Your goal:
Could the data below please be reproduced word for word, without the pictures?

Referring expression data:
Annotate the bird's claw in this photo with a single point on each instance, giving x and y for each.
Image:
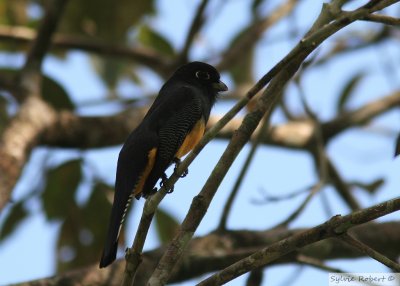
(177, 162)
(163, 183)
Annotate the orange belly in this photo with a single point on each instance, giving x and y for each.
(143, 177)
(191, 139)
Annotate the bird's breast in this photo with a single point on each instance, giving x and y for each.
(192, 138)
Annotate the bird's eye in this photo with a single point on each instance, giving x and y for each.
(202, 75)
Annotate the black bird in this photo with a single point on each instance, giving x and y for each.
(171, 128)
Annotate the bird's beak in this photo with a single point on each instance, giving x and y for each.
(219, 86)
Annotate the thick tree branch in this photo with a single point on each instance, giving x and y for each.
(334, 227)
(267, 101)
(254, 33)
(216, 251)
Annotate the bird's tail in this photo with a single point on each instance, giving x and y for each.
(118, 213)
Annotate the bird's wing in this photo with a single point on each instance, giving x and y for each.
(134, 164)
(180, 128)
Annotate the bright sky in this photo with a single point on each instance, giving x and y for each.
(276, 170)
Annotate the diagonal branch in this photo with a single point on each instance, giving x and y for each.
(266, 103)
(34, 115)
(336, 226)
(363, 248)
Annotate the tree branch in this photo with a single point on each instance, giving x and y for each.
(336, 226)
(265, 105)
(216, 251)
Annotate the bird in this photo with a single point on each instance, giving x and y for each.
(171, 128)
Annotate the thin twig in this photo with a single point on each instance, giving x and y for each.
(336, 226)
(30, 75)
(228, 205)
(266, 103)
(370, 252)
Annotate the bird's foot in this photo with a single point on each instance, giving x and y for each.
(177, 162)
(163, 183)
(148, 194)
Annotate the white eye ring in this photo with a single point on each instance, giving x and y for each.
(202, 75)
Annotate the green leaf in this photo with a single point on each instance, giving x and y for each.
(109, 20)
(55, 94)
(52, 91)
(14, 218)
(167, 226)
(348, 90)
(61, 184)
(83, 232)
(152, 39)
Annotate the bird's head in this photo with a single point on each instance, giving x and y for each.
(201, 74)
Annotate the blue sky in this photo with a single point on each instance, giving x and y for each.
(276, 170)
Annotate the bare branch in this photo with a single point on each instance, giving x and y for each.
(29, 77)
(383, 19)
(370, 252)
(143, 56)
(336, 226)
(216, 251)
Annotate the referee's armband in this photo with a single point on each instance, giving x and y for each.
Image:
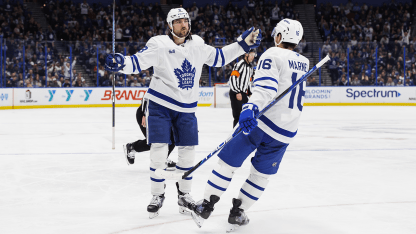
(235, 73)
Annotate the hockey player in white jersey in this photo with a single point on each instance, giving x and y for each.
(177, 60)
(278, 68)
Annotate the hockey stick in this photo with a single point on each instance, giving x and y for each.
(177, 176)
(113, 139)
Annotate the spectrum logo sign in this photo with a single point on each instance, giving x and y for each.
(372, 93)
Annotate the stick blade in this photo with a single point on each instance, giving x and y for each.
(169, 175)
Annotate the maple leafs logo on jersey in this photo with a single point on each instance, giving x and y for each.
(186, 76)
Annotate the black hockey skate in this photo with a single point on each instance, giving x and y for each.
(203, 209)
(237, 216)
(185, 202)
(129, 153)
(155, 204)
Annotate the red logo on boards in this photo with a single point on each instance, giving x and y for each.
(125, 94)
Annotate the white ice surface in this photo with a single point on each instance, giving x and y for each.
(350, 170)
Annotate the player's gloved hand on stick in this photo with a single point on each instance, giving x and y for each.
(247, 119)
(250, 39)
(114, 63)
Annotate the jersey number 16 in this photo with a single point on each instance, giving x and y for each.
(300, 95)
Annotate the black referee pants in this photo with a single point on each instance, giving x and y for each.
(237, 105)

Output below:
Annotate the bird's claw in this photo with a single point on each instance, giving x and y for each.
Image:
(177, 162)
(163, 183)
Annotate the orange belly in this photo with a single point on each instance, giving x and y for each.
(143, 177)
(191, 139)
Annotate the bird's breast in this photo with a single point on each instance, giving x and y for each.
(192, 138)
Annotate the bird's eye in this photo with a single point on each instance, giving x and y for each.
(202, 75)
Annotate the black bird in this photo with a single point on each instance, giving x and y for each.
(171, 128)
Annotate the bird's beak in this photo with a single point on each instance, giving x and y for each.
(219, 86)
Annotate the thick tree branch in this photo with a single point on each instance, giving x and y for each.
(334, 227)
(267, 101)
(254, 33)
(216, 251)
Annotate the bird's tail in this photo with a single point on each instance, giving x and y for each.
(118, 213)
Annotate the bird's wing in this photo with a single point on each instance, giving x and y for each.
(134, 164)
(180, 128)
Annotate the bright sky in this photo with a single point on each instance, giving x and y for each.
(276, 170)
Annotate the diagonal branch in this photo with a single point on each instance, giving x and y for each.
(266, 103)
(34, 115)
(336, 226)
(363, 248)
Annotate the tree branch in this photo with a single point on each instance, giving x and y for each.
(336, 226)
(265, 105)
(216, 251)
Annotate the bird in this photo with a single point on each instance, giving x and y for each.
(171, 128)
Annotate the thin twig in this photo with a single point on each instance, giving x and y for each.
(336, 226)
(30, 75)
(228, 205)
(266, 103)
(370, 252)
Annotate the bird's foot in this photo with a single point on each instance, giving x and y for each.
(177, 162)
(163, 183)
(148, 194)
Annotate the white eye ring in this photo with a single point on each instance, giving x and y for each.
(202, 75)
Annotate the green leaf in this photo with a single point on each instance, giving x and y for each.
(109, 20)
(55, 94)
(52, 91)
(14, 218)
(167, 226)
(348, 90)
(61, 184)
(83, 232)
(152, 39)
Annotate the bird's head in this photo with a single point on each instance, giving x and y for each.
(201, 74)
Annotate the blue sky in this photo with a single point on each instance, giving x and y for each.
(276, 170)
Annotate the bare branch in this photo with a single point on each instance, giving x and y for each.
(29, 77)
(383, 19)
(370, 252)
(143, 56)
(336, 226)
(216, 251)
Annotate the referee's armband in this photo with a single point on each instance, giving x and y for each.
Image:
(235, 73)
Annotate the hockey player in white jersey in this photo with a single point on each instance, giving x and y for each.
(177, 60)
(278, 68)
Annotate the hockey stick in this photo with a single point on each instance, giving x and y for each.
(177, 176)
(113, 139)
Annotate the spectrum logo sign in this photo with a single point on each instance, giving x and y for each.
(372, 93)
Annotate the stick blade in this photo with a single point on each instance, giving x and y for each.
(169, 175)
Annotate the maple leafs logo on jersey in this photo with a single point on each instance, giving x and y for each.
(186, 76)
Annotate the black hockey skate in this photo with a single point on each instance, giving x and y for each.
(203, 209)
(237, 216)
(185, 202)
(129, 153)
(155, 204)
Annotate the red logo on boards in this photo with a single point on each instance, giving x and y for each.
(125, 94)
Annotate the white ice surface in this photo with a single point on each instance, giving x and y for each.
(350, 170)
Annotate the player's gloved hand on stick in this photo with a single point on each instance, giving x and y for each.
(247, 119)
(250, 39)
(114, 63)
Annotate the jersey number 16 in this photo with a single point on each instance, giving x and y for each.
(300, 95)
Annotate the black referee pants in this photo with a single point on each instance, giving x and y for each.
(237, 105)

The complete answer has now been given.